- _The task_:
Update the data below by replacing each occurrence of "rings" with "loops", keeping every other character unchanged.
** Begin Extracted entries **
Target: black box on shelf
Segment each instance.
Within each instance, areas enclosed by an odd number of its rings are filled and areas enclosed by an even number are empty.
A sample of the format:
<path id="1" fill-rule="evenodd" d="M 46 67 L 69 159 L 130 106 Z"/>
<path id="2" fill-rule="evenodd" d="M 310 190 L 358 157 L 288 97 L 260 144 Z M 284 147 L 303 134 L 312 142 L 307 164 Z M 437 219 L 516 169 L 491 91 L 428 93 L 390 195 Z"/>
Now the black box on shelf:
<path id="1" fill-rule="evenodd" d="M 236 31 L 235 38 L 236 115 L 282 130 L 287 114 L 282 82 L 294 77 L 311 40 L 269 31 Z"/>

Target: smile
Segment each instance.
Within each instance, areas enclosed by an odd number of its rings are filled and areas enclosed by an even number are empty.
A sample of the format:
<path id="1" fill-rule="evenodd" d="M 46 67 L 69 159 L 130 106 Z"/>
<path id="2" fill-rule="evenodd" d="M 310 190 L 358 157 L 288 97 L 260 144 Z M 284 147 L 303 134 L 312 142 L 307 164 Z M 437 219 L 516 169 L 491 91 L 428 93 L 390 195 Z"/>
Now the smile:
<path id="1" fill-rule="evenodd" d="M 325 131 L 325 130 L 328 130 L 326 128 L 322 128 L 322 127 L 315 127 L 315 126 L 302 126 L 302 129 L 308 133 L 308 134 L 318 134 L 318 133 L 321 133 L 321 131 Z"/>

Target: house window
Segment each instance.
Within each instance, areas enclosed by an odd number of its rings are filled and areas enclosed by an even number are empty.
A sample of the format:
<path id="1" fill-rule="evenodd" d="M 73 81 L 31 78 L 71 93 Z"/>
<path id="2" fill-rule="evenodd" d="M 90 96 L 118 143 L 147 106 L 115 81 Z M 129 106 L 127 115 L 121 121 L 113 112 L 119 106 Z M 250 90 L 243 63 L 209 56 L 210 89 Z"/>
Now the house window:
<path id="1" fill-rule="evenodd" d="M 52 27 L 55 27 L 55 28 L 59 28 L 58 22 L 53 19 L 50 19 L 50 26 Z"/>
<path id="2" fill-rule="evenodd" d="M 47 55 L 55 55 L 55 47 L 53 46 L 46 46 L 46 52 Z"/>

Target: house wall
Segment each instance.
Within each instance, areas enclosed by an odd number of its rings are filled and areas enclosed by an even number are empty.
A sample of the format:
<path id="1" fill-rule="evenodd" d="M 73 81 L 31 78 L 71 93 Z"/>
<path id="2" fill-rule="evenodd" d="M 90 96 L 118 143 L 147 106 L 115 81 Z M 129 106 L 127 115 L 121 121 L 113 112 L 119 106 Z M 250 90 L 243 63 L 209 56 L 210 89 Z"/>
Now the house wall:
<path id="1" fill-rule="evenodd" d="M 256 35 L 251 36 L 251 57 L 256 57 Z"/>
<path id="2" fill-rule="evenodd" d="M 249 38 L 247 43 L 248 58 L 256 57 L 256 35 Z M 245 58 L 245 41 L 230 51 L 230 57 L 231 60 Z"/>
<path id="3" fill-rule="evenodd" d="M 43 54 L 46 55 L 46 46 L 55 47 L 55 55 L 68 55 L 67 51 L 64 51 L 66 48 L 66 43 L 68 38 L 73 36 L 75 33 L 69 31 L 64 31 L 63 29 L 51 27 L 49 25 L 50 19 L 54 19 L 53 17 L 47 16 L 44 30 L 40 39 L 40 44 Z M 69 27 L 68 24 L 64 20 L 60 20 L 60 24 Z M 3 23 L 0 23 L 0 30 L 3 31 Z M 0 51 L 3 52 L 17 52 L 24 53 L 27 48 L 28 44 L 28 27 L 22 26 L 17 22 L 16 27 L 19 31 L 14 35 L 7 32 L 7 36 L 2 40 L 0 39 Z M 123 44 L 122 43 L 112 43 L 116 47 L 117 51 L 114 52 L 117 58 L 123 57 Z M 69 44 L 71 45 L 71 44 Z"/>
** End Extracted entries **
- _Final answer_:
Target: black box on shelf
Segment each instance.
Within each instance, areas enclosed by an odd number of its loops are filled and areas enclosed by an even number are empty.
A sample of the format:
<path id="1" fill-rule="evenodd" d="M 46 67 L 69 159 L 130 106 Z"/>
<path id="2" fill-rule="evenodd" d="M 310 190 L 358 157 L 288 97 L 260 144 Z M 284 147 L 303 134 L 312 142 L 307 164 Z M 437 219 L 516 169 L 491 91 L 428 93 L 390 195 Z"/>
Now the black box on shelf:
<path id="1" fill-rule="evenodd" d="M 236 31 L 235 38 L 236 115 L 282 130 L 287 114 L 282 82 L 294 77 L 311 40 L 269 31 Z"/>

Target: smile
Segment each instance.
Within each instance, areas enclosed by an odd number of its loops are filled and areas enclosed by an even number are empty.
A sample of the format:
<path id="1" fill-rule="evenodd" d="M 46 67 L 69 159 L 130 106 Z"/>
<path id="2" fill-rule="evenodd" d="M 310 190 L 358 157 L 288 97 L 260 144 Z M 284 147 L 303 134 L 312 142 L 307 164 Z M 437 219 L 516 169 L 491 91 L 428 93 L 390 195 Z"/>
Now the smile:
<path id="1" fill-rule="evenodd" d="M 325 131 L 325 130 L 328 130 L 326 128 L 322 128 L 322 127 L 315 127 L 315 126 L 302 126 L 302 129 L 308 133 L 308 134 L 318 134 L 318 133 L 321 133 L 321 131 Z"/>

Target: house window
Segment each instance.
Within each instance, areas enclosed by an odd number of its loops are filled and areas enclosed by an even number are empty.
A sample of the format:
<path id="1" fill-rule="evenodd" d="M 73 81 L 31 78 L 71 93 Z"/>
<path id="2" fill-rule="evenodd" d="M 90 96 L 118 143 L 147 106 L 115 81 Z M 129 106 L 127 115 L 121 121 L 113 112 L 119 106 Z M 250 90 L 243 63 L 209 56 L 210 89 Z"/>
Now the house window:
<path id="1" fill-rule="evenodd" d="M 52 27 L 55 27 L 55 28 L 59 28 L 58 22 L 53 19 L 50 19 L 50 26 Z"/>
<path id="2" fill-rule="evenodd" d="M 47 55 L 55 55 L 55 47 L 53 46 L 46 46 L 46 52 Z"/>

Target: house wall
Segment each instance.
Within each instance, areas enclosed by an odd number of its loops are filled and areas enclosed by an even number are empty.
A sample of the format:
<path id="1" fill-rule="evenodd" d="M 73 81 L 31 78 L 71 93 Z"/>
<path id="2" fill-rule="evenodd" d="M 90 96 L 118 143 L 147 106 L 115 81 Z M 129 106 L 127 115 L 121 121 L 113 112 L 119 106 Z M 250 90 L 243 63 L 209 56 L 210 89 Z"/>
Now the house wall:
<path id="1" fill-rule="evenodd" d="M 256 35 L 251 36 L 251 57 L 256 57 Z"/>
<path id="2" fill-rule="evenodd" d="M 249 38 L 247 43 L 248 58 L 256 57 L 256 35 Z M 245 58 L 245 41 L 230 51 L 230 57 L 231 60 Z"/>
<path id="3" fill-rule="evenodd" d="M 43 54 L 46 55 L 46 46 L 55 47 L 55 55 L 68 55 L 67 51 L 64 51 L 66 48 L 66 43 L 68 38 L 73 36 L 75 33 L 69 31 L 64 31 L 63 29 L 51 27 L 49 25 L 50 19 L 54 19 L 53 17 L 47 16 L 44 30 L 40 39 L 40 44 Z M 69 27 L 68 24 L 64 20 L 60 20 L 60 24 Z M 3 23 L 0 23 L 0 30 L 3 31 Z M 0 51 L 3 52 L 17 52 L 24 53 L 27 48 L 28 44 L 28 27 L 22 26 L 17 22 L 16 27 L 19 31 L 14 35 L 7 32 L 7 36 L 2 40 L 0 39 Z M 123 44 L 122 43 L 112 43 L 116 47 L 117 51 L 114 52 L 117 58 L 123 57 Z M 69 44 L 71 45 L 71 44 Z"/>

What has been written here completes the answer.